■ Provided text
%%

Research at the DOE GLBRC will be done by a dream team of scientists from Wisconsin; Michigan State; Lucigen, a Madison-area biotechnology company; the Pacific Northwest and Oak Ridge National Laboratories; and the University of Florida, among others.

The research focus: breeding new varieties of bioenergy plants, developing new processing techniques and agents from microbes for breaking down cellulose, improving the microbial and chemical processes that convert biomass to energy products, providing an environmental and economic framework for sustaining the biomass-to-fuel pipeline and integrating new technologies –including genomics and new computational methods – into bioenergy research.

Keegstra’s expertise is in plant cell wall biology – a crucial area in making biofuels. He has extensive management and scientific experience, having served for 14 years as director of the DOE-funded Plant Research Laboratory at MSU and as faculty member in the botany department at UW-Madison for 15 years.

%%

■ Required actions
**1.** According to the text on the GLBRC, for how many years did Keegstra direct the Plant Research Laboratory at MSU?
**2.** Sum up the text on the GLBRC in two sentences.
**3.** Please write the next paragraph of the text on the GLBRC, picking up after its final sentence.

■ The data

%%

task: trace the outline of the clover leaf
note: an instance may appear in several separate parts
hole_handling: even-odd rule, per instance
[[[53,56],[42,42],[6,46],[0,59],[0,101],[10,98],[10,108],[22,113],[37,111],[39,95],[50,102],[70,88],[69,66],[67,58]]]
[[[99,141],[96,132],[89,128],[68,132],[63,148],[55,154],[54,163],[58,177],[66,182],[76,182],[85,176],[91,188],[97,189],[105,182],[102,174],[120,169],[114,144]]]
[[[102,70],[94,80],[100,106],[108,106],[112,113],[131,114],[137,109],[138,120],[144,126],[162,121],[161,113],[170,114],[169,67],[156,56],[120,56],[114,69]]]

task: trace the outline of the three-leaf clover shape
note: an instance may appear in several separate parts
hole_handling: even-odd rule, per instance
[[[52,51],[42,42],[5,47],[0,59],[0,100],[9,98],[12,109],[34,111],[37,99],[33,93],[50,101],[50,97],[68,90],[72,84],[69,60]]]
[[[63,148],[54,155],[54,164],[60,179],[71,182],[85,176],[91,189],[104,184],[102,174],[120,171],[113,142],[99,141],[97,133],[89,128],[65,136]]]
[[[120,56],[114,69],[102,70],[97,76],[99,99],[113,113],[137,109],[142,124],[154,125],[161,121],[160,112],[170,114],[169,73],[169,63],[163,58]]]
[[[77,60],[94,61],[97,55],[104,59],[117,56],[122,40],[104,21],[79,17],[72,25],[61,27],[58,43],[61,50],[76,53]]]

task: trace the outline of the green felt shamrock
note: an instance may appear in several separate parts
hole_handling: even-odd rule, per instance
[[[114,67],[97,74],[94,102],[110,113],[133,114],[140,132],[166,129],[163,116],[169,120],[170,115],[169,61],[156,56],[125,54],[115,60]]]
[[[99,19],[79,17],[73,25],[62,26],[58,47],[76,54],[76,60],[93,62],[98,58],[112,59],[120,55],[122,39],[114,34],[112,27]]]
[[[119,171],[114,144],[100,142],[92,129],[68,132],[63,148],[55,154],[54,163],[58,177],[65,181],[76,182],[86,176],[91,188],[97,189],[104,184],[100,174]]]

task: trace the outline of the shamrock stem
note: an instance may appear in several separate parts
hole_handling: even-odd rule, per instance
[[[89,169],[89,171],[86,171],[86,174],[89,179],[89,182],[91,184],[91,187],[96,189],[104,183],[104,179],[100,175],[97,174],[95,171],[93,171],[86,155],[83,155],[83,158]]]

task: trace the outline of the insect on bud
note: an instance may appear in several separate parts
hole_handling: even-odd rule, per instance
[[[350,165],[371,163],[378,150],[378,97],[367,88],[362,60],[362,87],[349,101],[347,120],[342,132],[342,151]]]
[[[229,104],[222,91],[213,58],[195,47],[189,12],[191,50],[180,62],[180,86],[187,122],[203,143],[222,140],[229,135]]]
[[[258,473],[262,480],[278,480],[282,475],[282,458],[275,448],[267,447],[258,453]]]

%%

■ Results for the exercise
**1.** 14 years.

**2.** Research at the DOE GLBRC will be carried out by scientists from Wisconsin, Michigan State, Lucigen, the Pacific Northwest and Oak Ridge National Laboratories, the University of Florida and others, focusing on breeding bioenergy plants, better ways to break down cellulose and convert biomass, a framework for sustaining the biomass-to-fuel pipeline, and new technologies such as genomics. Keegstra, whose expertise is in plant cell wall biology, served 14 years as director of the DOE-funded Plant Research Laboratory at MSU and 15 years as a botany faculty member at UW-Madison.

**3.**
He said the two universities' complementary expertise – from agriculture sciences to microbiology to chemical engineering – combined with knowledge from the rest of the partners forms a team designed for progress and action.

“If we're going to start using plants in significant ways beyond food, there are a lot of issues that come into play that we need to figure out,” Keegstra said. “Sustainability, competition for food, environmental issues – our universities already have a head start in studying these from many angles. There is tremendous compatibility between UW-Madison and MSU, and we have assembled with others a strong and dynamic partnership.”